INSTRUCTIONS FOR THE TASK » Exact output of all the records is required.

(Referring expression data)
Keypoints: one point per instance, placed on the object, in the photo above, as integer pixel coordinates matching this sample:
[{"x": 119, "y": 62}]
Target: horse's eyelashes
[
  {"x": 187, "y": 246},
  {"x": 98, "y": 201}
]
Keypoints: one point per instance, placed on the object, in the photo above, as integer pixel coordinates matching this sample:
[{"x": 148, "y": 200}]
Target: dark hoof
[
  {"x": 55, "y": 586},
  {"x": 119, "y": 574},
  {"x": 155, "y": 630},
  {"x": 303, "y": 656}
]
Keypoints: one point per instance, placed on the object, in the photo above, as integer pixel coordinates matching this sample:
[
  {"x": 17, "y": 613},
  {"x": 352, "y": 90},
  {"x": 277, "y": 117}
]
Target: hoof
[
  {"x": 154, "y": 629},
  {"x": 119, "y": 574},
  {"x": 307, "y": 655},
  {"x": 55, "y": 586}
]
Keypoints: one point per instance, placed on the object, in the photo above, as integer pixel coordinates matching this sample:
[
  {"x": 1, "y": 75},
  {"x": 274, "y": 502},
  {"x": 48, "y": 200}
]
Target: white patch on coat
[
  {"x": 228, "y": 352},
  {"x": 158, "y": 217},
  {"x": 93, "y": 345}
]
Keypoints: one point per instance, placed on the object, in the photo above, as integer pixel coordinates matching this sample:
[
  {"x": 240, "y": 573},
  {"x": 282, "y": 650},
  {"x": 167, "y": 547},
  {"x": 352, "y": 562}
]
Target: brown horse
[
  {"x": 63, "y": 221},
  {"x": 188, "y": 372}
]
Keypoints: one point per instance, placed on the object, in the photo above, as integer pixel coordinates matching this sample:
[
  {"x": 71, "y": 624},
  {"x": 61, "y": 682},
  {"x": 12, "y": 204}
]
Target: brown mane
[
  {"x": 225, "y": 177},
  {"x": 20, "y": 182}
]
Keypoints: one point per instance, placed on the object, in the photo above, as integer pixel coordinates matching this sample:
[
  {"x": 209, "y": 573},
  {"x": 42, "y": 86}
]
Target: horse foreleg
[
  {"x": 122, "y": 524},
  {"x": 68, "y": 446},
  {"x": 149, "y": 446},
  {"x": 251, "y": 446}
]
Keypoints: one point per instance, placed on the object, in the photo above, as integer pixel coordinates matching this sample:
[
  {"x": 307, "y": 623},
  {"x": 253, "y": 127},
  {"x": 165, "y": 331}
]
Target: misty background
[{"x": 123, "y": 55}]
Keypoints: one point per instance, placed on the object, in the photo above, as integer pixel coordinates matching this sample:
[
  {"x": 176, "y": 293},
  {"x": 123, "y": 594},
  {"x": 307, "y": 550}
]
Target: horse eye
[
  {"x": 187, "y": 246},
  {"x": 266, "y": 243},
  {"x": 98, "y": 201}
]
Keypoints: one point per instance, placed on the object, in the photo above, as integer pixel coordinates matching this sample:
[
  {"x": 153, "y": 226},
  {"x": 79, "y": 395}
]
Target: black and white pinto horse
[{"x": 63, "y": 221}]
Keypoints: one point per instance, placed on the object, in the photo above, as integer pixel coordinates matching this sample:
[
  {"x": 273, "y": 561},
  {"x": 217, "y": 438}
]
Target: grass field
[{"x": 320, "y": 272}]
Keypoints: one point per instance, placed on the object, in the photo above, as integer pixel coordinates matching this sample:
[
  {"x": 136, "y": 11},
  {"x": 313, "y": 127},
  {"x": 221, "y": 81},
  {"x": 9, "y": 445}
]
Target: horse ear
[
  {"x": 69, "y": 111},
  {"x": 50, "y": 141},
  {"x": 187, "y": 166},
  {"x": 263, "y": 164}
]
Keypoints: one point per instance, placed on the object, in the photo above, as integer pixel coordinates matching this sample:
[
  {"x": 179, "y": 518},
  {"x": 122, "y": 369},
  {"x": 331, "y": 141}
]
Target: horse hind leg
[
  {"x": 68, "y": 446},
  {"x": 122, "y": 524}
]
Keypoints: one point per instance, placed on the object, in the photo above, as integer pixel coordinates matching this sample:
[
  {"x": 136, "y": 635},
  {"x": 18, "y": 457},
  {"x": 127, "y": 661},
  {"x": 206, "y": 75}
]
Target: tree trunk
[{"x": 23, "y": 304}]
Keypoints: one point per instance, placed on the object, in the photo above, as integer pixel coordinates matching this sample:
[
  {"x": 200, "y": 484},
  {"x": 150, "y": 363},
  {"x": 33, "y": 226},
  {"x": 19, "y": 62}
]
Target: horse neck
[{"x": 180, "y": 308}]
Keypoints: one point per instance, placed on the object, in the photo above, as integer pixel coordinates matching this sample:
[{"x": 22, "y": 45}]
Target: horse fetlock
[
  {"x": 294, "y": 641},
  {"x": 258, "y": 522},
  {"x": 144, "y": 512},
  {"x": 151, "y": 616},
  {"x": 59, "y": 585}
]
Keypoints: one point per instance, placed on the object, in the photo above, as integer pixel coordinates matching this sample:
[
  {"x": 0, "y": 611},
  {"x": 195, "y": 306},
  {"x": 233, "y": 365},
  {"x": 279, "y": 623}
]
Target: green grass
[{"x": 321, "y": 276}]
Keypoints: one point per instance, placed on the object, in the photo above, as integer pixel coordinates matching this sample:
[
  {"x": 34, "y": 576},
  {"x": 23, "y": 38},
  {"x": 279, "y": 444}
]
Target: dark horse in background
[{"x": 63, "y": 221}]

OUTPUT FOR THIS TASK »
Keypoints: one point per instance, placed on the object, in the photo above, as integer pixel coordinates matching this sample:
[{"x": 119, "y": 62}]
Target: horse's eyelashes
[
  {"x": 187, "y": 246},
  {"x": 98, "y": 201}
]
Keypoints: one point per instance, placed on the object, in the photo above, as integer pixel coordinates matching this sample:
[{"x": 148, "y": 200}]
Target: dark hoof
[
  {"x": 55, "y": 586},
  {"x": 119, "y": 574},
  {"x": 155, "y": 630},
  {"x": 303, "y": 656}
]
Keypoints: one point per instance, placed on the object, in the photo above, as integer pixel coordinates matching this sample:
[
  {"x": 17, "y": 613},
  {"x": 352, "y": 90},
  {"x": 277, "y": 117}
]
Target: hoof
[
  {"x": 154, "y": 629},
  {"x": 119, "y": 574},
  {"x": 307, "y": 655},
  {"x": 55, "y": 586}
]
Keypoints: one point per instance, placed on the object, in the photo above, as integer pixel coordinates matching this sample:
[
  {"x": 1, "y": 75},
  {"x": 274, "y": 502},
  {"x": 48, "y": 200}
]
Target: white patch on coat
[
  {"x": 228, "y": 352},
  {"x": 158, "y": 217},
  {"x": 93, "y": 345}
]
Keypoints: one point per instance, placed on the object, in the photo above, as integer pixel coordinates matching this sample:
[
  {"x": 240, "y": 573},
  {"x": 282, "y": 650},
  {"x": 167, "y": 547},
  {"x": 352, "y": 562}
]
Target: brown horse
[
  {"x": 63, "y": 221},
  {"x": 188, "y": 372}
]
Keypoints: one point per instance, placed on the object, in the photo above, as integer pixel coordinates matching this sample:
[
  {"x": 71, "y": 624},
  {"x": 61, "y": 682},
  {"x": 12, "y": 204}
]
Target: brown mane
[
  {"x": 225, "y": 177},
  {"x": 20, "y": 182}
]
Keypoints: one point per instance, placed on the object, in the photo above, as integer pixel coordinates matching this sample:
[
  {"x": 209, "y": 573},
  {"x": 42, "y": 86}
]
Target: horse foreleg
[
  {"x": 122, "y": 524},
  {"x": 68, "y": 446},
  {"x": 149, "y": 446},
  {"x": 251, "y": 446}
]
Keypoints: one point per instance, placed on the object, in the photo above, as integer pixel coordinates matching this sample:
[
  {"x": 307, "y": 623},
  {"x": 253, "y": 127},
  {"x": 165, "y": 331}
]
Target: misty background
[{"x": 123, "y": 55}]
Keypoints: one point per instance, placed on the object, in the photo above, as integer pixel coordinates matching this sample:
[
  {"x": 176, "y": 293},
  {"x": 123, "y": 594},
  {"x": 307, "y": 550}
]
Target: horse eye
[
  {"x": 187, "y": 246},
  {"x": 266, "y": 243},
  {"x": 98, "y": 201}
]
Keypoints: one point per instance, placed on the object, in the photo above, as integer pixel coordinates matching this sample:
[
  {"x": 153, "y": 226},
  {"x": 79, "y": 395}
]
Target: black and white pinto horse
[{"x": 63, "y": 221}]
Keypoints: one point per instance, placed on the object, in the photo above, as integer pixel coordinates matching this sample:
[
  {"x": 273, "y": 561},
  {"x": 217, "y": 438}
]
Target: grass field
[{"x": 320, "y": 272}]
Keypoints: one point per instance, placed on the object, in the photo above, as integer pixel coordinates matching this sample:
[
  {"x": 136, "y": 11},
  {"x": 313, "y": 127},
  {"x": 221, "y": 81},
  {"x": 9, "y": 445}
]
Target: horse ear
[
  {"x": 69, "y": 111},
  {"x": 50, "y": 141},
  {"x": 187, "y": 166},
  {"x": 263, "y": 164}
]
Keypoints: one point per instance, placed on the object, in the photo above, as integer pixel coordinates matching this sample:
[
  {"x": 179, "y": 518},
  {"x": 122, "y": 369},
  {"x": 331, "y": 141}
]
Target: horse hind leg
[
  {"x": 68, "y": 446},
  {"x": 122, "y": 524}
]
Keypoints: one point per instance, placed on the object, in the photo above, as integer pixel coordinates matching this sample:
[
  {"x": 136, "y": 635},
  {"x": 18, "y": 457},
  {"x": 127, "y": 661},
  {"x": 206, "y": 75}
]
Target: tree trunk
[{"x": 23, "y": 304}]
Keypoints: one point per instance, placed on the object, in the photo above, as integer pixel coordinates matching this sample:
[
  {"x": 200, "y": 484},
  {"x": 150, "y": 363},
  {"x": 33, "y": 226},
  {"x": 19, "y": 62}
]
Target: horse neck
[{"x": 180, "y": 308}]
Keypoints: one point per instance, placed on the object, in the photo above, as integer pixel coordinates matching this sample:
[{"x": 22, "y": 45}]
Target: horse fetlock
[
  {"x": 294, "y": 641},
  {"x": 258, "y": 522},
  {"x": 144, "y": 512},
  {"x": 151, "y": 616},
  {"x": 59, "y": 585}
]
Keypoints: one point per instance, placed on the object, in the photo above, as integer pixel coordinates matching this sample:
[
  {"x": 0, "y": 611},
  {"x": 195, "y": 306},
  {"x": 233, "y": 365},
  {"x": 279, "y": 623}
]
Target: green grass
[{"x": 321, "y": 276}]
Keypoints: one point per instance, placed on the object, in the photo above, as integer pixel coordinates matching this sample:
[
  {"x": 34, "y": 576},
  {"x": 23, "y": 38},
  {"x": 279, "y": 444}
]
Target: dark horse in background
[{"x": 63, "y": 221}]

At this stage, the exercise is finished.